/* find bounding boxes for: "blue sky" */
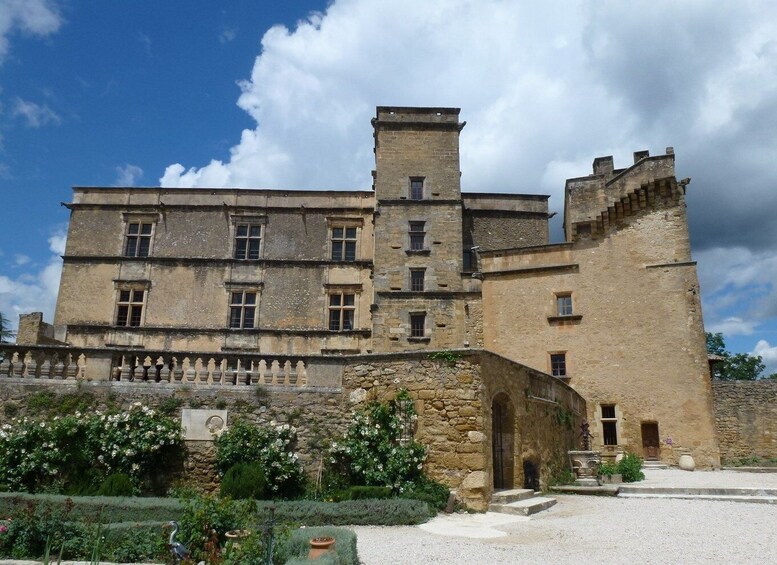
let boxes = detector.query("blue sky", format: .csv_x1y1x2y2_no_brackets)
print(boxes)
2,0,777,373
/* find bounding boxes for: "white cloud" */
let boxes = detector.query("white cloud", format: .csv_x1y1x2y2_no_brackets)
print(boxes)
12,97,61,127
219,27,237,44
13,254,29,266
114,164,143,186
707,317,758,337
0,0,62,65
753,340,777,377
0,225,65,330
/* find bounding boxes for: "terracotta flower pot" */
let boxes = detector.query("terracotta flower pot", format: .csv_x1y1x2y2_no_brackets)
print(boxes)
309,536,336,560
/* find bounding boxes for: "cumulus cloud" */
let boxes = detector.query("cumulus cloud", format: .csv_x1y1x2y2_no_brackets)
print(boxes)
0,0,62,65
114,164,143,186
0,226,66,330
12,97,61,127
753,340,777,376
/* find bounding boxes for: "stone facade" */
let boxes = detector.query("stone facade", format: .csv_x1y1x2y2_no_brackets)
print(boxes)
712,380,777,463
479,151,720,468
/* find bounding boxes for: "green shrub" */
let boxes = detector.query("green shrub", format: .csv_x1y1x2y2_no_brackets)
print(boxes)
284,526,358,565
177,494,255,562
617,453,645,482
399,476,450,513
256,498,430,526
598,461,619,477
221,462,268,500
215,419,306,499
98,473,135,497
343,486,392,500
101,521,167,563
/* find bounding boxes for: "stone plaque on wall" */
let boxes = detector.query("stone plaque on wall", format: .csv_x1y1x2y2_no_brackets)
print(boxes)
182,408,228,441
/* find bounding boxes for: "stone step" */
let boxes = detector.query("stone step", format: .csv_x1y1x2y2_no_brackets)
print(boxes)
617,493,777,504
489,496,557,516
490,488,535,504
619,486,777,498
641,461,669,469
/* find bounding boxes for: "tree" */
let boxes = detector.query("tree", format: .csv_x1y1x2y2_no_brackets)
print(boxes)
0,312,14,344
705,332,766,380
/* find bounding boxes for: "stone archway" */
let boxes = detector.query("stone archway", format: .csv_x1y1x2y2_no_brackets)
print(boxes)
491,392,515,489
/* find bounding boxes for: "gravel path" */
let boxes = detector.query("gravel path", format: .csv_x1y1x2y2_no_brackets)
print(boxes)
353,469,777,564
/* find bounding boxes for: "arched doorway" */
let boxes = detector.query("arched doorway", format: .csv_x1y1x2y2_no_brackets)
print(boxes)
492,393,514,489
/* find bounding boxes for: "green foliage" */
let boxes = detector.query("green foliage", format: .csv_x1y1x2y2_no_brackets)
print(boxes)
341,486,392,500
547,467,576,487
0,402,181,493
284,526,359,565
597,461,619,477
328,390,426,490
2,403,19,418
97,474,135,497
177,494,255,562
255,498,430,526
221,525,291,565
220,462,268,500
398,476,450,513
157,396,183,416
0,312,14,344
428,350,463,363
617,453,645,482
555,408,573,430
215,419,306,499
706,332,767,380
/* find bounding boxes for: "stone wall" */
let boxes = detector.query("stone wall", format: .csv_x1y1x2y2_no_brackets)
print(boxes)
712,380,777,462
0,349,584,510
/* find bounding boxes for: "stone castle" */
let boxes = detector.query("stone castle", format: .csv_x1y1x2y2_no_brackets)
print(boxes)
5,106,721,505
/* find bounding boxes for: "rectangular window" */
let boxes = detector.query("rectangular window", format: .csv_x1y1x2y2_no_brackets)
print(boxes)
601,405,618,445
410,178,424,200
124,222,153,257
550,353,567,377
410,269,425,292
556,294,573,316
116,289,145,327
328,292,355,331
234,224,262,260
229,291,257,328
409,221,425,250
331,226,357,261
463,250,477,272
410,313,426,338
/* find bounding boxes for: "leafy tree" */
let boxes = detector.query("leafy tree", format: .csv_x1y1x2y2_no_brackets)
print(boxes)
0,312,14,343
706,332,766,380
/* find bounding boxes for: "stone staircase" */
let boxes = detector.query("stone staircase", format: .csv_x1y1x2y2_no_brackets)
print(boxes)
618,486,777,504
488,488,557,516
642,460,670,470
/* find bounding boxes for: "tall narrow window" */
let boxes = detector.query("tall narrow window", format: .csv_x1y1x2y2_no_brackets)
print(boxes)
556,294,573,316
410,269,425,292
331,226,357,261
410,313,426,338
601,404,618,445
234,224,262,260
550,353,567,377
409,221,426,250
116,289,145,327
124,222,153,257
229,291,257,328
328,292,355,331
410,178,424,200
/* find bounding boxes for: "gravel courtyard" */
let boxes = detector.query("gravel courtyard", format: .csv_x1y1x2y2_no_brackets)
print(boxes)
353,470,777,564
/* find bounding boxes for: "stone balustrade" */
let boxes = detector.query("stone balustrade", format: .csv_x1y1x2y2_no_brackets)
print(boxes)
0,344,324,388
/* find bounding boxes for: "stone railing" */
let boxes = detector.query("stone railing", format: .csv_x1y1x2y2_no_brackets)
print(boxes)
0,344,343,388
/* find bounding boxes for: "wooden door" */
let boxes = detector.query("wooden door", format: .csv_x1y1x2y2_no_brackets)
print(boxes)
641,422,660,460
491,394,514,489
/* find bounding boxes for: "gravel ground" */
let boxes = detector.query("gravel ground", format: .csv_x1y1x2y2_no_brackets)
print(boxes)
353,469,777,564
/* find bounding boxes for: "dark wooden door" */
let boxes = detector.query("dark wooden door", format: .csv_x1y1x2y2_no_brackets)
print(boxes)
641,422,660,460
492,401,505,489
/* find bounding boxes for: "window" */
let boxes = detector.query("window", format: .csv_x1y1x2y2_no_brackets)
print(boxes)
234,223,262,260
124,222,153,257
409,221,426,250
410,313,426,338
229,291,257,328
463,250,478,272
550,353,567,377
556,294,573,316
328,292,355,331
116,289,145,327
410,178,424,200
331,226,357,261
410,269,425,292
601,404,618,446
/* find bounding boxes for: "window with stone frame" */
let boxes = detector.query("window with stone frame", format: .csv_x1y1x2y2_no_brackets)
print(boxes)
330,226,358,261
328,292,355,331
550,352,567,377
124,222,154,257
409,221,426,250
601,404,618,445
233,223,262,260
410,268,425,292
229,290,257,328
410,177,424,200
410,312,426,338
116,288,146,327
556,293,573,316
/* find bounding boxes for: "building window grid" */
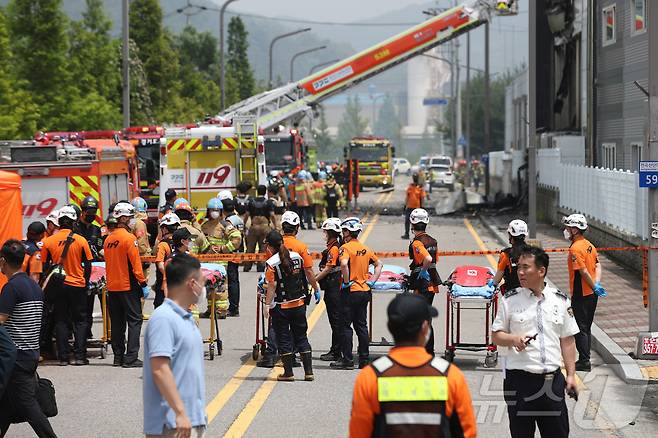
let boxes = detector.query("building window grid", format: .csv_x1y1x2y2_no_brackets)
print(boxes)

━━━━━━━━━━━━━━━━

— Exercise instructions —
From the records above, copy each line where the word "cumulus" can be found.

— Response area —
/* find bounding boxes for: "cumulus cloud" */
let boxes = detector.query("cumulus cloud", format: .csv_x1y1x2y2_no_brackets)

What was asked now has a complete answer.